» **DATA ROWS**:
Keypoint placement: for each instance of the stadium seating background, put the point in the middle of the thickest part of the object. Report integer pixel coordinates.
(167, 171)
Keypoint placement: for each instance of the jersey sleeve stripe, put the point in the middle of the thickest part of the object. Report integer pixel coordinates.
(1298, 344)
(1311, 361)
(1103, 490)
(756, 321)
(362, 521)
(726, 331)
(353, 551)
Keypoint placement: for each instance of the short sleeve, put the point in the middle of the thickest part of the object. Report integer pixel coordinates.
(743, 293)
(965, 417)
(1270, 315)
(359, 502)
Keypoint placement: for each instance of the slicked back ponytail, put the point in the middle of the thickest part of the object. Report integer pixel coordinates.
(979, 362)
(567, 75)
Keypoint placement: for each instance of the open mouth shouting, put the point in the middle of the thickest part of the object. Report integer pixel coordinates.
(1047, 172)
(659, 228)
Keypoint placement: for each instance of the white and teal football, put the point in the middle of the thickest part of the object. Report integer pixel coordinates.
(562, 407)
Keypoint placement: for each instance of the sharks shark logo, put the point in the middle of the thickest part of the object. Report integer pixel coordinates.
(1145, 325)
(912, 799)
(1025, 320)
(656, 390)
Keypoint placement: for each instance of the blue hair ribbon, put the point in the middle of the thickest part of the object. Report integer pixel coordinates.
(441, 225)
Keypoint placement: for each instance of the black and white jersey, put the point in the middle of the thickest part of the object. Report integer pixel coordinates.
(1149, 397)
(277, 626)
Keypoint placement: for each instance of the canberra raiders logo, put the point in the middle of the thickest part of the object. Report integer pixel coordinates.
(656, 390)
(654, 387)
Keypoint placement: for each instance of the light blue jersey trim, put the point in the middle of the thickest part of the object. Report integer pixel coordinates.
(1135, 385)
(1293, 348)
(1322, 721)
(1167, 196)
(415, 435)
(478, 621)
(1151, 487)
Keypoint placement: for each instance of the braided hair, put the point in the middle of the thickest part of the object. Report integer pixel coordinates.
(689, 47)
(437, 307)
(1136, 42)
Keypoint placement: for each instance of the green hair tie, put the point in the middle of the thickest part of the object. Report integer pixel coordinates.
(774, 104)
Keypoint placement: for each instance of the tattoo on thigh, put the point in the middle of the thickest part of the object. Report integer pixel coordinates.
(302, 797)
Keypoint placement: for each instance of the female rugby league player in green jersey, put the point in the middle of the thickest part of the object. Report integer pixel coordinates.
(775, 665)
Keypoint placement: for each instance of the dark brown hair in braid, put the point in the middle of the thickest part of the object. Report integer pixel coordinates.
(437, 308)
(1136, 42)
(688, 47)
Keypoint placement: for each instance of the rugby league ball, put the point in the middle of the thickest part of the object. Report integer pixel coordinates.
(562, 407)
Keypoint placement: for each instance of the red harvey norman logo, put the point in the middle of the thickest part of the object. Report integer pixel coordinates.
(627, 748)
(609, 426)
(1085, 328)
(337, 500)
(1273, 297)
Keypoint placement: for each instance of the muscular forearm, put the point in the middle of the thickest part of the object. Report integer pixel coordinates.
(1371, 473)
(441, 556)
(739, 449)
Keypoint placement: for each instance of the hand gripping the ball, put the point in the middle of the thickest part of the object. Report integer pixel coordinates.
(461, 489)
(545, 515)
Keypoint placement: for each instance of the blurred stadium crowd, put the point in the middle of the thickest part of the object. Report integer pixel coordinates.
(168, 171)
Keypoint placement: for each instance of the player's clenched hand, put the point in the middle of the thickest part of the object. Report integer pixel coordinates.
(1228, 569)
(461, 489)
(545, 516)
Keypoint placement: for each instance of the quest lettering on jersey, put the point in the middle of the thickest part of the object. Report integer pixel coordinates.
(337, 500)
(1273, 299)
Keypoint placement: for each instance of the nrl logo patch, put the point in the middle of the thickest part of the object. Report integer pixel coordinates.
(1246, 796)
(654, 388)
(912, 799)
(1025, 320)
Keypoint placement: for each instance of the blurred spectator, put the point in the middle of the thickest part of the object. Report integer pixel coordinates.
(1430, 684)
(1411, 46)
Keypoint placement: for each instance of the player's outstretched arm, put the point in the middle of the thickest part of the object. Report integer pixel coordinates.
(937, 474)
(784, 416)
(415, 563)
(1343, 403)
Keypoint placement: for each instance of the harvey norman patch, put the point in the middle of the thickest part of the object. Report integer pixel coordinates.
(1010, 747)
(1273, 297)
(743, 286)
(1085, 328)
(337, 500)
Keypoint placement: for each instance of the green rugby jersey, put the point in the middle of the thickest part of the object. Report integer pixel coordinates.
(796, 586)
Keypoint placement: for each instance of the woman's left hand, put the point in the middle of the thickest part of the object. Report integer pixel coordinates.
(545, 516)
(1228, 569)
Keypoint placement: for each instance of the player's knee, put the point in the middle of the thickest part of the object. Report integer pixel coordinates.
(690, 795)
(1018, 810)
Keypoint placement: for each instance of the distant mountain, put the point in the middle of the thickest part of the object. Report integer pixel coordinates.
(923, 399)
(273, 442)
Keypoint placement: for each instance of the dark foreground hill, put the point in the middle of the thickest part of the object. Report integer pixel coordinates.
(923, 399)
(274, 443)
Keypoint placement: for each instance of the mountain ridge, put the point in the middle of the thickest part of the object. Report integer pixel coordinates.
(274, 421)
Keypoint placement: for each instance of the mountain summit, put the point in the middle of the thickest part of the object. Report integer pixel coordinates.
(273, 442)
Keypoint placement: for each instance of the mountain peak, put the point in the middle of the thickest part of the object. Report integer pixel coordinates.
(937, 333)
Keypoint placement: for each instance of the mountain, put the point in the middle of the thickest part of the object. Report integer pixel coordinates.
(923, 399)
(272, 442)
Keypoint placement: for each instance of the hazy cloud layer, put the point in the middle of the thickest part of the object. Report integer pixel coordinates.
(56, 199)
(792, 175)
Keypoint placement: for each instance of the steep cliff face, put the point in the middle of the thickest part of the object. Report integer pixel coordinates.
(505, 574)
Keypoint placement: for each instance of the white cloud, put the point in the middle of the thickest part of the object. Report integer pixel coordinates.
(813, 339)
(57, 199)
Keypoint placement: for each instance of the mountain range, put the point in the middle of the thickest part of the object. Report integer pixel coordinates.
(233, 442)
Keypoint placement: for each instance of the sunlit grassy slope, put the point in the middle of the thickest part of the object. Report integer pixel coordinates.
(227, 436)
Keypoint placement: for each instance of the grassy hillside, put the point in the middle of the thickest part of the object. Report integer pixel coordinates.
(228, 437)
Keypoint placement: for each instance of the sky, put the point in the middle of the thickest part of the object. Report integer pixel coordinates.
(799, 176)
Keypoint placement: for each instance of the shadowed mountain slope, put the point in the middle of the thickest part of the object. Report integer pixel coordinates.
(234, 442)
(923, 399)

==

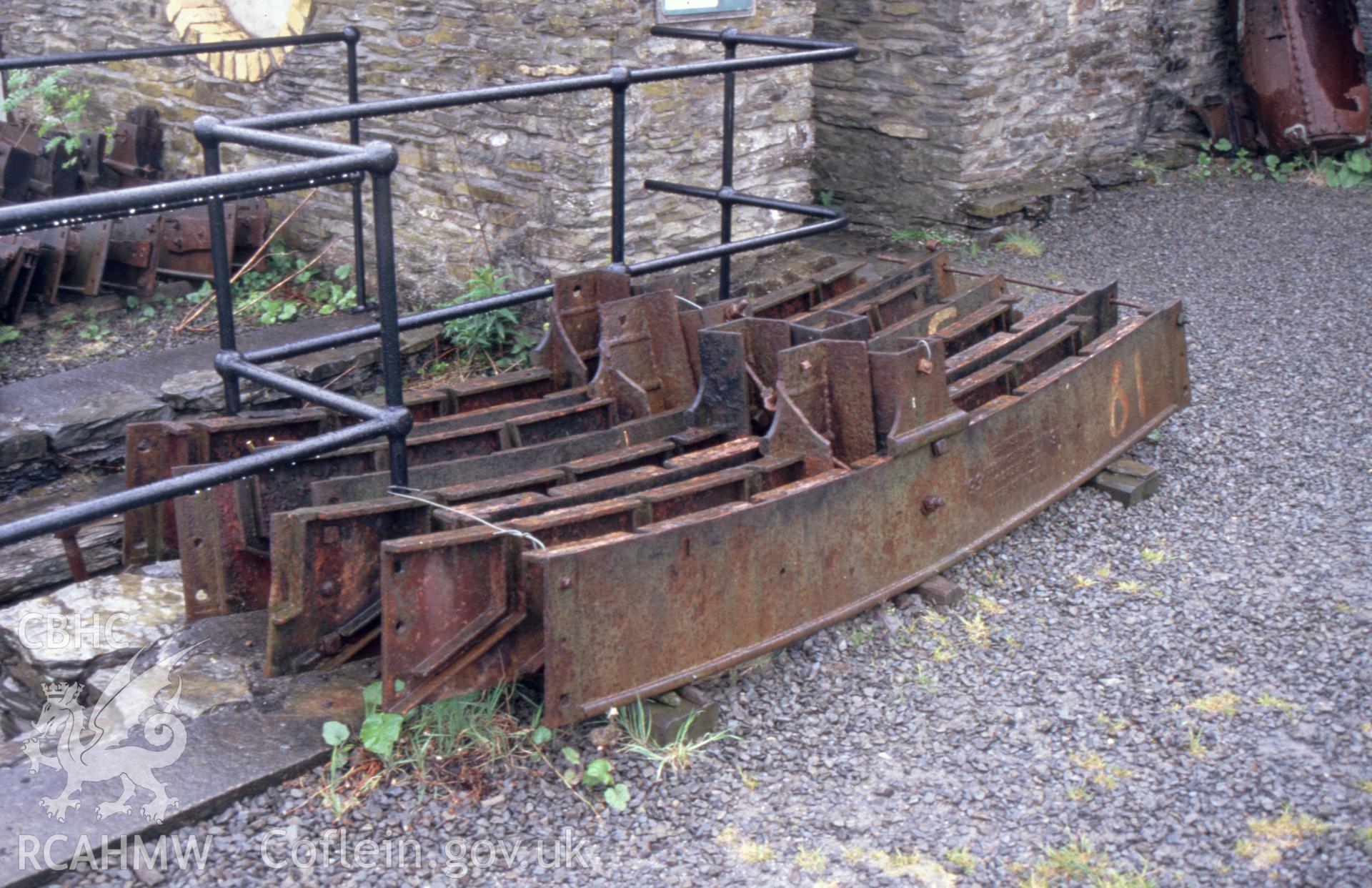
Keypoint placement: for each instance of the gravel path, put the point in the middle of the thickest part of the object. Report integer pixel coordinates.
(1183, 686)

==

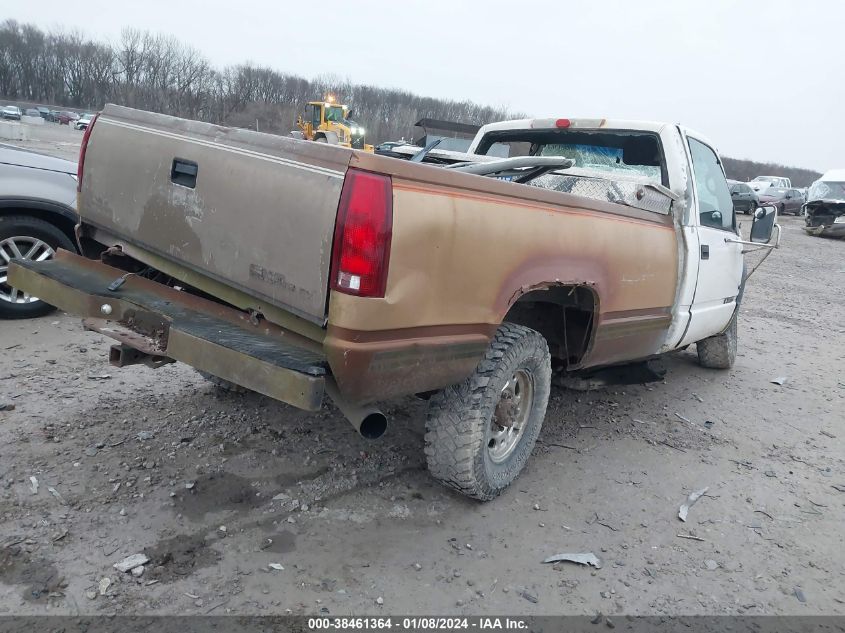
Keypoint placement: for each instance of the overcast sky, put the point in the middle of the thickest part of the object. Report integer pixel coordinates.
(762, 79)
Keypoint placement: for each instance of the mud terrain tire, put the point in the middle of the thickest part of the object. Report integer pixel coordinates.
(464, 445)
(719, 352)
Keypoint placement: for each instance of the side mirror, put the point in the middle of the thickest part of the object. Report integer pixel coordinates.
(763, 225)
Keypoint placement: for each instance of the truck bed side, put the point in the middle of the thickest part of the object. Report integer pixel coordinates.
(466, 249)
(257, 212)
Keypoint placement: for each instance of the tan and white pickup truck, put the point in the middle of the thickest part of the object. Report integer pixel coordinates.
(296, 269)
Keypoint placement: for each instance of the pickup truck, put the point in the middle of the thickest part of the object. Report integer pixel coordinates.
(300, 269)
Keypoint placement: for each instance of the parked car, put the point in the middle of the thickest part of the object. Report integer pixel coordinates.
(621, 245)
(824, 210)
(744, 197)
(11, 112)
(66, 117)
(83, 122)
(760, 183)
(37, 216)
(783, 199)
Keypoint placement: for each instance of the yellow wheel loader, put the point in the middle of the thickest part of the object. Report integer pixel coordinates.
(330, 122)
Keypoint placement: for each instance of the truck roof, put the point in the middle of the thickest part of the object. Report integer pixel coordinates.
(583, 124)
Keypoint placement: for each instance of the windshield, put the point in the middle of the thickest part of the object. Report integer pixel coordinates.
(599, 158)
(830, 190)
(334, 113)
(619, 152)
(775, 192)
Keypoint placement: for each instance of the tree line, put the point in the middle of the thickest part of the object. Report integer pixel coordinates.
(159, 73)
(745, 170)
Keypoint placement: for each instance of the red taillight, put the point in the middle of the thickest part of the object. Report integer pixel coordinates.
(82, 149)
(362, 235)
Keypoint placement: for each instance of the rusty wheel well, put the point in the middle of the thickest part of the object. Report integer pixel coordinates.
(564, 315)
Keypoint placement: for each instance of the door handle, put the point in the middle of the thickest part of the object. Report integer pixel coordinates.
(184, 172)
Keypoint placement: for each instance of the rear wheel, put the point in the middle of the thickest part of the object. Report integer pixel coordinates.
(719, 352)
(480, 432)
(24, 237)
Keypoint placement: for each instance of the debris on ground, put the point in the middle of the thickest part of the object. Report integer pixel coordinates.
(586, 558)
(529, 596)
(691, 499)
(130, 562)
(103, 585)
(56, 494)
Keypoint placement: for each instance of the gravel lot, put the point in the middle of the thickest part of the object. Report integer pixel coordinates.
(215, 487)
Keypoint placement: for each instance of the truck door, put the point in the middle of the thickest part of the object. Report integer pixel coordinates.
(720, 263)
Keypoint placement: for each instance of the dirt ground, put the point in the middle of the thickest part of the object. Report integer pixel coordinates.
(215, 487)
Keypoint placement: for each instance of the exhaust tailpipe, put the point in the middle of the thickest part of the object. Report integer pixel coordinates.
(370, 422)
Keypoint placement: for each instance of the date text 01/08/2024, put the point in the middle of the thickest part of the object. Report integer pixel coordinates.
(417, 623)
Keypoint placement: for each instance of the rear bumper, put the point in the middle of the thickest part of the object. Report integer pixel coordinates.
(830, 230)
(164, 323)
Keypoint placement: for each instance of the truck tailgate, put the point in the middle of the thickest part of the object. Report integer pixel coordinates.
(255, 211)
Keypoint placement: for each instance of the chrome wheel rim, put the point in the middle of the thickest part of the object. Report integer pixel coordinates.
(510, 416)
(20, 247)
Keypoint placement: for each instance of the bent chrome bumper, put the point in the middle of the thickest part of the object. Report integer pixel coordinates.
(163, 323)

» **EXERCISE DIRECTIONS**:
Lay out the records from the line containing "the player's outstretched" up to and including the line containing "(1343, 403)" as a two-column CSV with the headers instruction and points. Use one row per record, placing its wording and its answer each in a single quoted field with line breaks replaced by spaces.

» **THE ANSWER**:
instruction,points
"Keypoint placement: for each instance of the player's outstretched arm, put the point in the middle of the thickest part of the object. Report integer pixel coordinates.","(937, 474) (784, 416) (415, 563) (1343, 403)"